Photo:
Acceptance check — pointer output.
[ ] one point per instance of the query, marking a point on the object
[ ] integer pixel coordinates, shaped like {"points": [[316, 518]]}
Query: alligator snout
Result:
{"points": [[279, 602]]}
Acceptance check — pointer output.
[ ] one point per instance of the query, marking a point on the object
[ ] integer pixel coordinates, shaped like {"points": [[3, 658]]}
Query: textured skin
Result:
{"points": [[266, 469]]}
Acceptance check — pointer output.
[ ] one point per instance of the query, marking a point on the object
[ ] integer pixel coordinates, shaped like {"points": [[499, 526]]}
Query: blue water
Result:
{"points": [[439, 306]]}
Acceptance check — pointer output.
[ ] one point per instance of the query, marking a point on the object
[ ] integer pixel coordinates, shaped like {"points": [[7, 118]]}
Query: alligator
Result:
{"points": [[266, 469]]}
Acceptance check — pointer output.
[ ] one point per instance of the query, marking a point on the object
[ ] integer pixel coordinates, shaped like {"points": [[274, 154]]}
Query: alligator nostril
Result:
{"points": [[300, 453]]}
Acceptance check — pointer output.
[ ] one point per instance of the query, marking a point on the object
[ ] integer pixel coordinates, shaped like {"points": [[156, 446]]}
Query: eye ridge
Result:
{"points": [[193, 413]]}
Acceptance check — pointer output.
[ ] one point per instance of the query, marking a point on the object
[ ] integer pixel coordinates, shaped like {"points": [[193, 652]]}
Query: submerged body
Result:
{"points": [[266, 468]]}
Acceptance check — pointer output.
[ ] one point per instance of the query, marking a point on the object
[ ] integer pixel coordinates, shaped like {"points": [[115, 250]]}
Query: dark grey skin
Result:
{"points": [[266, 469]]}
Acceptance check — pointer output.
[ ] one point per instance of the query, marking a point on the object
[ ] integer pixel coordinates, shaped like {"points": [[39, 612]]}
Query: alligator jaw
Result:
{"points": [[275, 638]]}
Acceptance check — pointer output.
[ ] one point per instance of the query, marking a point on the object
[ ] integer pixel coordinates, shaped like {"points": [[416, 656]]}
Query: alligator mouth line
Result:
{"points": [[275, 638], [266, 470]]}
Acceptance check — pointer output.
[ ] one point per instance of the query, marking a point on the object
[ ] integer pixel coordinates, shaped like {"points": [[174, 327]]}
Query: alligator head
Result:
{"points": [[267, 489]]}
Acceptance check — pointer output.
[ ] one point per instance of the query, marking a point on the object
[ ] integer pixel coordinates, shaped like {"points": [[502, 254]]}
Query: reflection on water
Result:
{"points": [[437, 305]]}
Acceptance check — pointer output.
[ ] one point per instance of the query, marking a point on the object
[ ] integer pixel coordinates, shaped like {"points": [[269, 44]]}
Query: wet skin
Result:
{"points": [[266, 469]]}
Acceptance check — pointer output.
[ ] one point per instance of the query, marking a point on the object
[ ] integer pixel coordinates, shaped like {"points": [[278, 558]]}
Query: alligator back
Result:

- **SHORT TASK**: Reproduce the listing above verbatim, from first line to last.

- **TASK RESULT**:
Photo:
Acceptance check — pointer output.
[ ] one point per instance of the query, marking a point on the object
[ ] integer pixel coordinates, shaped like {"points": [[316, 518]]}
Query: alligator snout
Result:
{"points": [[279, 602]]}
Acceptance check — pointer output.
[ ] one point per instance of the query, marking a point on the object
[ ] integer pixel coordinates, shaped like {"points": [[3, 658]]}
Query: textured skin
Result:
{"points": [[266, 469]]}
Acceptance check — pointer output.
[ ] one point per instance of the query, marking a point on the object
[ ] integer pixel coordinates, shaped like {"points": [[499, 526]]}
Query: blue water
Result:
{"points": [[439, 306]]}
Acceptance check — pointer output.
[ ] one point per instance of the query, marking a point on the object
[ ] integer pixel coordinates, shaped like {"points": [[7, 118]]}
Query: alligator
Result:
{"points": [[266, 469]]}
Acceptance check — pointer output.
[ ] one point per instance of the query, marking a point on the object
[ ] integer pixel coordinates, shaped like {"points": [[274, 154]]}
Query: alligator nostril
Result:
{"points": [[300, 453]]}
Acceptance check — pointer output.
[ ] one point per instance of the query, marking a point on the object
[ ] integer pixel coordinates, shaped like {"points": [[156, 446]]}
Query: eye ridge
Result:
{"points": [[193, 413]]}
Acceptance check — pointer output.
[ ] one point per instance of the query, marking a point on the object
[ ] integer pixel coordinates, shaped like {"points": [[193, 652]]}
Query: submerged body
Result:
{"points": [[266, 468]]}
Acceptance check — pointer output.
[ ] one point per instance of the query, marking a point on the object
[ ] integer pixel coordinates, shaped like {"points": [[115, 250]]}
Query: dark grey skin
Result:
{"points": [[266, 469]]}
Acceptance check — pointer output.
[ ] one point per instance of the query, marking a point on the object
[ ] integer pixel coordinates, shaped like {"points": [[39, 612]]}
Query: alligator jaw
Result:
{"points": [[275, 638]]}
Acceptance check — pointer output.
[ ] one point per instance of the query, marking a point on the object
[ ] integer pixel coordinates, shaped like {"points": [[416, 656]]}
Query: alligator mouth line
Result:
{"points": [[275, 638], [266, 470]]}
Acceptance check — pointer output.
[ ] one point per instance of the query, marking a point on the object
[ ] integer pixel coordinates, shaped like {"points": [[174, 327]]}
Query: alligator head
Result:
{"points": [[267, 489]]}
Acceptance check — pointer output.
[ ] one point per instance of the query, marking a point on the object
[ ] integer pixel coordinates, shaped like {"points": [[502, 254]]}
Query: reflection on water
Result:
{"points": [[437, 305]]}
Acceptance check — pointer output.
[ ] one point per instance of the query, marking a point on the object
[ ] integer pixel coordinates, shaped like {"points": [[269, 44]]}
Query: wet skin
Result:
{"points": [[266, 469]]}
Acceptance check — pointer output.
[ ] one point per instance of the query, marking a point on the object
[ ] integer pixel coordinates, shaped like {"points": [[278, 558]]}
Query: alligator back
Result:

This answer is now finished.